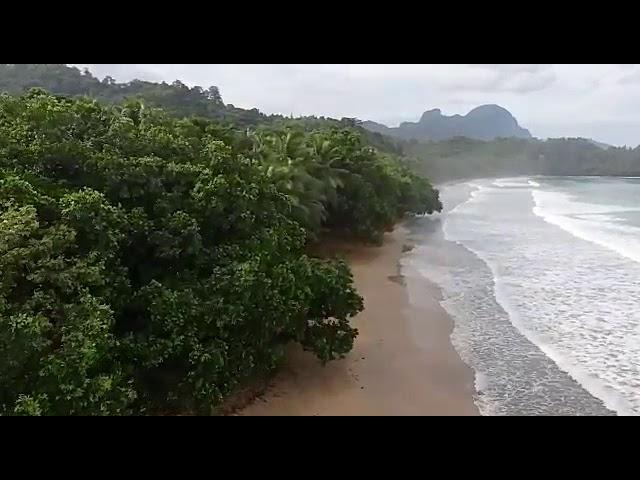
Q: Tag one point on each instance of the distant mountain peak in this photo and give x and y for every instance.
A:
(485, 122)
########
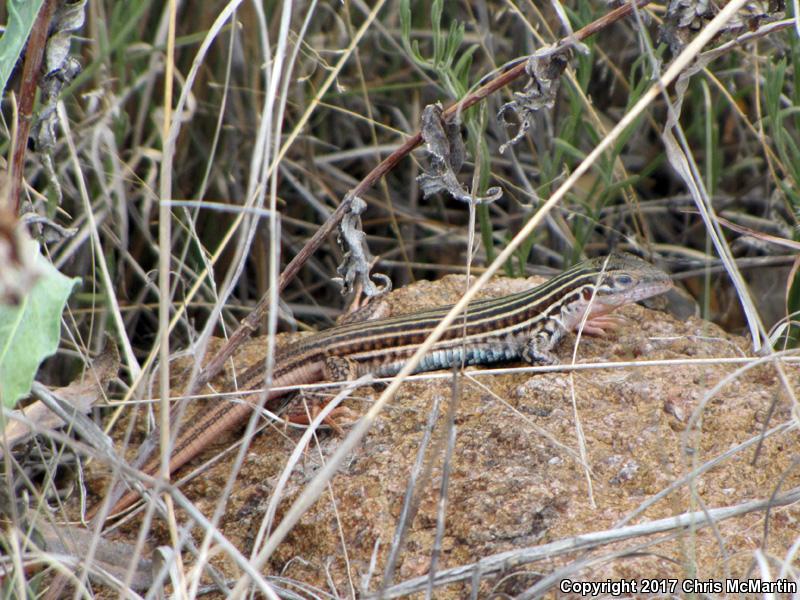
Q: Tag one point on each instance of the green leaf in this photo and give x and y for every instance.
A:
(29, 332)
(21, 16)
########
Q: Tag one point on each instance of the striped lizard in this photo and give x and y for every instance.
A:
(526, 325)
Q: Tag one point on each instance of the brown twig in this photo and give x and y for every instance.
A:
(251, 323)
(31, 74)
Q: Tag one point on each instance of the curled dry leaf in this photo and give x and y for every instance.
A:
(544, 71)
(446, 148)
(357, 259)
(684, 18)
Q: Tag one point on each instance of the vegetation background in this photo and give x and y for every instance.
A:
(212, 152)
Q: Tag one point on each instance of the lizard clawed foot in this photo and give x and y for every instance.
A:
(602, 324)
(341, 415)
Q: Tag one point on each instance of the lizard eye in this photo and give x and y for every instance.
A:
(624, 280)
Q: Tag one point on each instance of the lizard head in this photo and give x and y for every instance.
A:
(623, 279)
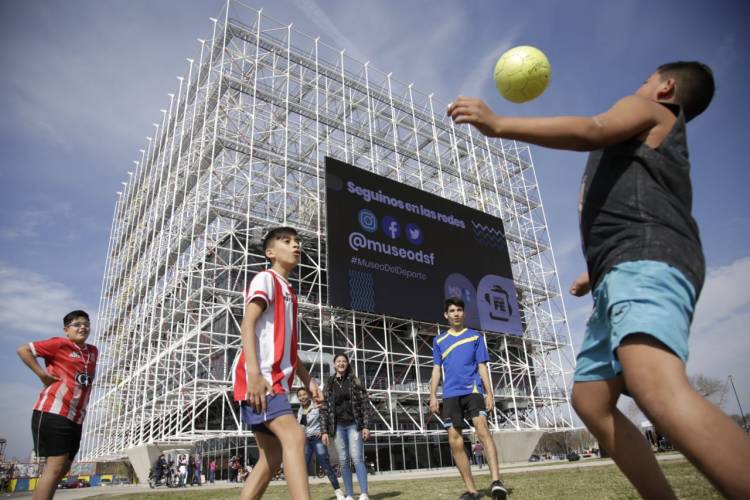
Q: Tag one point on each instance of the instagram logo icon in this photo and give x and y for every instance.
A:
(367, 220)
########
▶ **WHAT TO WORK ON**: Please count the lines in the material above that contain the string "lizard", treating uppercase and lowercase as different, and reply with only that number.

▶ **THE RESULT**: 4